Region labeling records
────────────────────────────────────────
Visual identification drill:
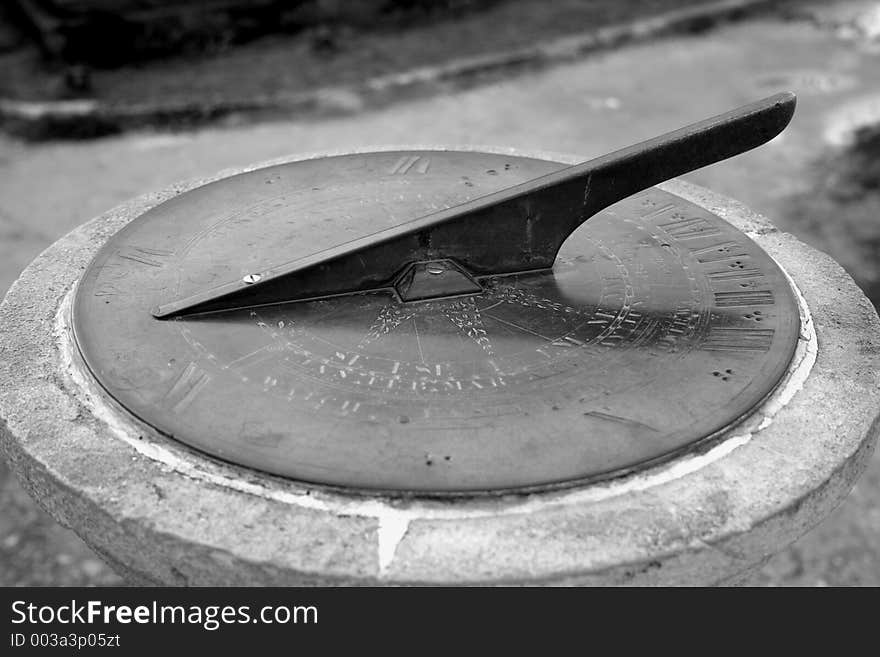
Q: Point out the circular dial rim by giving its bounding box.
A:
[74,152,797,494]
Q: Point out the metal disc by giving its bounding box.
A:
[74,151,799,495]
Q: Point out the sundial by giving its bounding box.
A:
[0,88,880,585]
[74,94,798,494]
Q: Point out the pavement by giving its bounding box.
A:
[0,2,880,586]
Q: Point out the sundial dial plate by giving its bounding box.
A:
[74,151,798,494]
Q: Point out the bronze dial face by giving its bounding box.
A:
[74,151,799,495]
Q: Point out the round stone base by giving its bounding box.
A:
[0,147,880,586]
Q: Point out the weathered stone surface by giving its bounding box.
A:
[0,149,880,585]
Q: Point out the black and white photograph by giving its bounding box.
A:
[0,0,880,624]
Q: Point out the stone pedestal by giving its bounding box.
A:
[0,149,880,585]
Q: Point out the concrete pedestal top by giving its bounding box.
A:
[0,147,880,585]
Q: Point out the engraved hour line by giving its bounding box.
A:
[223,343,274,370]
[700,328,774,352]
[642,203,675,219]
[584,411,657,432]
[388,155,431,175]
[706,267,764,281]
[715,290,773,308]
[484,313,553,342]
[412,317,425,363]
[689,242,748,263]
[657,217,721,241]
[116,246,174,267]
[163,363,211,413]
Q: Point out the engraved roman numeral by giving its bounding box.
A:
[116,246,174,267]
[700,328,774,351]
[715,290,773,308]
[162,363,211,413]
[95,283,121,297]
[388,155,431,175]
[657,217,721,240]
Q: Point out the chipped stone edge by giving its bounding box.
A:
[54,246,818,576]
[3,145,873,582]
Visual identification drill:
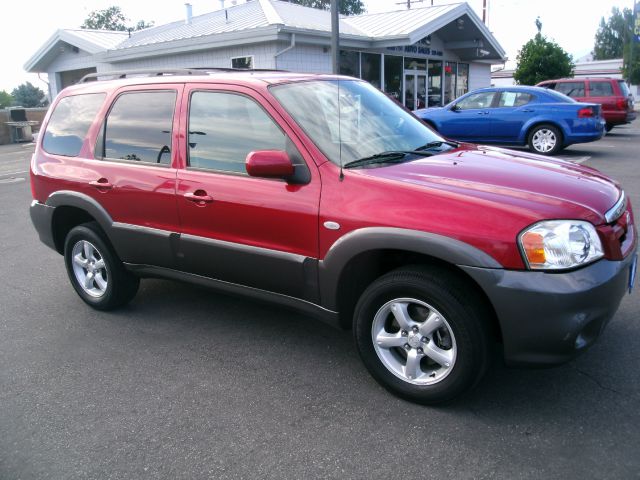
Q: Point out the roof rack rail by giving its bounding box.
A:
[78,68,202,83]
[78,67,286,83]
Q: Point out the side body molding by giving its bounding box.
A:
[319,227,502,310]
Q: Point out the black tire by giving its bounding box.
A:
[527,124,564,155]
[353,267,489,405]
[64,222,140,310]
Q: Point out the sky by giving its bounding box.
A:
[0,0,633,93]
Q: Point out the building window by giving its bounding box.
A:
[360,53,382,89]
[339,50,360,78]
[102,91,176,165]
[42,93,106,157]
[427,60,442,107]
[456,63,469,98]
[404,57,427,70]
[444,62,458,104]
[231,57,253,70]
[188,92,286,175]
[384,55,404,102]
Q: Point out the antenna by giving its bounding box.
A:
[338,77,344,181]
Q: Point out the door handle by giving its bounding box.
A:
[89,177,113,191]
[184,190,213,207]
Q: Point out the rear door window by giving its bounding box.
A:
[42,93,106,157]
[456,92,496,110]
[498,92,533,107]
[96,90,177,165]
[589,80,614,97]
[555,82,585,97]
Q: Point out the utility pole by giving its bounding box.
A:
[331,0,340,75]
[627,0,640,88]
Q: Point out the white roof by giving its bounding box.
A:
[24,28,129,72]
[25,0,505,72]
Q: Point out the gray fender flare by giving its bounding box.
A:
[319,227,502,311]
[45,190,113,249]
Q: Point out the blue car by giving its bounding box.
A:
[414,86,605,155]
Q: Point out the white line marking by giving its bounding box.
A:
[0,170,29,177]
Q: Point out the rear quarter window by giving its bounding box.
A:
[42,93,106,157]
[589,81,615,97]
[618,80,631,97]
[555,82,585,98]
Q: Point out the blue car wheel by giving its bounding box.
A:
[527,125,562,155]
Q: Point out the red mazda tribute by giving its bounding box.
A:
[31,72,637,403]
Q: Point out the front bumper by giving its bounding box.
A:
[461,254,635,366]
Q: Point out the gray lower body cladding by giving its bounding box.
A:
[461,254,635,366]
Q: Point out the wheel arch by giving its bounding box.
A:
[522,119,567,145]
[319,228,502,338]
[46,191,113,254]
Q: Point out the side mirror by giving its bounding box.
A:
[245,150,295,179]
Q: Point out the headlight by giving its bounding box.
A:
[518,220,603,270]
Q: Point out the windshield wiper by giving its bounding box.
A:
[416,140,460,150]
[343,150,433,172]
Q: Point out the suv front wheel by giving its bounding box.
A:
[354,267,489,404]
[64,222,140,310]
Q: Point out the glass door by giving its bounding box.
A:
[404,73,417,110]
[404,73,427,110]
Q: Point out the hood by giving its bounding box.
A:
[361,144,621,225]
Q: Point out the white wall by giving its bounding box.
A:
[47,45,96,100]
[469,63,491,91]
[276,43,332,73]
[98,42,277,72]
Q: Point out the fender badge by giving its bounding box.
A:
[324,222,340,230]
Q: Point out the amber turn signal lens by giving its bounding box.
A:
[522,232,547,265]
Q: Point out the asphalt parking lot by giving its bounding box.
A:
[0,121,640,480]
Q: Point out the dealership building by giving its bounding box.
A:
[25,0,506,109]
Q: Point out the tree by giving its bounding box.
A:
[80,6,153,32]
[593,7,633,60]
[289,0,365,15]
[11,82,48,108]
[513,19,575,85]
[0,90,13,109]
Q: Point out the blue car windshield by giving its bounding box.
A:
[271,79,444,165]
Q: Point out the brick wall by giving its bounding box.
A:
[0,108,47,145]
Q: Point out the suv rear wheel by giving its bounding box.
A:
[354,267,489,404]
[64,222,140,310]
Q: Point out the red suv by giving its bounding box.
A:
[536,77,636,132]
[31,72,637,403]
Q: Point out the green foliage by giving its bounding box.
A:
[622,43,640,85]
[11,82,48,108]
[80,6,153,32]
[0,90,13,109]
[290,0,365,15]
[513,32,575,85]
[593,7,633,60]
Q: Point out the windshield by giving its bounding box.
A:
[271,80,444,165]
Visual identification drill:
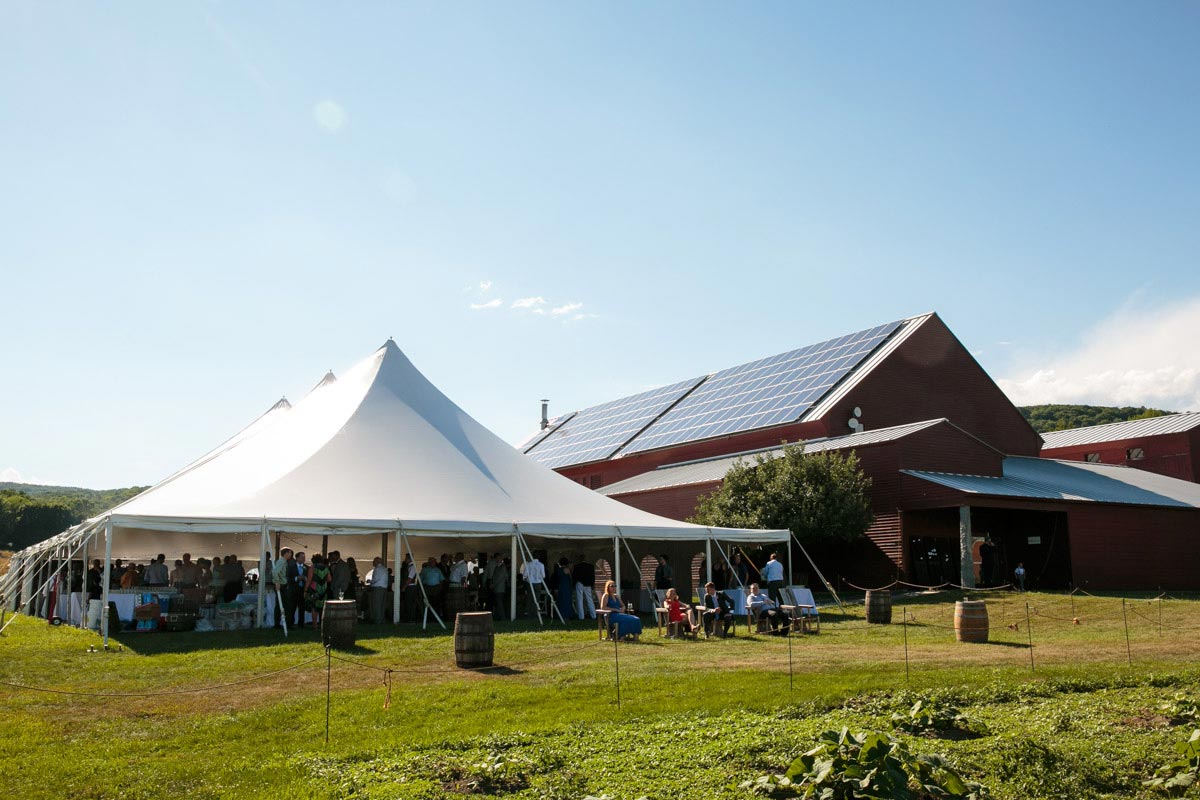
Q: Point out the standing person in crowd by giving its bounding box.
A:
[142,553,170,587]
[487,553,512,619]
[368,555,390,625]
[732,553,750,589]
[571,555,596,619]
[521,555,546,616]
[446,553,469,587]
[305,553,329,631]
[223,553,246,603]
[762,553,784,606]
[654,553,674,591]
[746,583,785,633]
[271,547,299,627]
[346,558,360,600]
[200,555,227,603]
[552,555,575,621]
[329,551,350,600]
[703,581,733,637]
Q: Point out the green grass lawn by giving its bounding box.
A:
[0,594,1200,800]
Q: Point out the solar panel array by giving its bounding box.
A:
[619,320,904,455]
[526,377,703,469]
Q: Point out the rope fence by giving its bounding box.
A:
[0,582,1200,724]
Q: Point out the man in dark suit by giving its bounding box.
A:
[703,581,733,637]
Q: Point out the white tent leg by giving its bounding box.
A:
[509,534,518,622]
[257,519,271,627]
[391,527,404,625]
[696,530,713,585]
[100,517,113,650]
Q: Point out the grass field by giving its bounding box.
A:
[0,594,1200,800]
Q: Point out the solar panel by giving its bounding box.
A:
[526,377,704,469]
[622,320,904,455]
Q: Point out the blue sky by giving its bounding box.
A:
[0,1,1200,487]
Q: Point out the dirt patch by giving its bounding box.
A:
[1116,709,1171,730]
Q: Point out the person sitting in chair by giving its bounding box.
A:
[702,581,733,637]
[666,588,695,638]
[746,583,785,633]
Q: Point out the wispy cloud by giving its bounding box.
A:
[511,297,546,308]
[0,467,47,485]
[312,98,349,133]
[996,297,1200,411]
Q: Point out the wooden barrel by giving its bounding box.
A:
[954,600,988,642]
[454,612,496,667]
[446,587,470,616]
[866,589,892,625]
[320,600,359,650]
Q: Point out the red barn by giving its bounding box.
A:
[522,314,1200,589]
[1042,411,1200,482]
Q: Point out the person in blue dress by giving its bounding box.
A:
[604,581,642,639]
[552,555,575,621]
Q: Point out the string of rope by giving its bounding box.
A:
[0,655,325,697]
[330,639,605,675]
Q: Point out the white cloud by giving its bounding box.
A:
[0,467,47,485]
[996,297,1200,411]
[312,100,348,133]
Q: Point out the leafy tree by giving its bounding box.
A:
[691,443,874,542]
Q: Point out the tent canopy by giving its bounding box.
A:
[79,339,788,542]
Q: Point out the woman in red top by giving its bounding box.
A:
[666,589,695,636]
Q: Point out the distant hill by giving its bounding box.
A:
[1016,405,1175,433]
[0,482,146,551]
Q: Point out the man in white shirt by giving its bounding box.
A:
[762,553,784,604]
[367,555,389,625]
[450,553,468,587]
[521,555,546,616]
────────────────────────────────────────
■ Brief ■
Switch "engraved hour line" to "carved hour mark" in everything from the line containing "Q: Point out the concrete" down to the line containing "[163,363,211,413]", and reproduce those lines with nothing else changed.

■ Task output ■
Q: Point out the concrete pedestal top by giving its bounding box.
A:
[0,147,880,585]
Q: Point out the carved hour mark by giving its bounding box.
A:
[223,343,274,370]
[700,328,774,352]
[642,203,675,219]
[584,411,657,432]
[388,155,431,175]
[706,267,764,281]
[715,290,773,308]
[484,313,553,342]
[412,317,425,363]
[689,242,748,263]
[657,217,721,241]
[116,246,174,267]
[163,363,211,413]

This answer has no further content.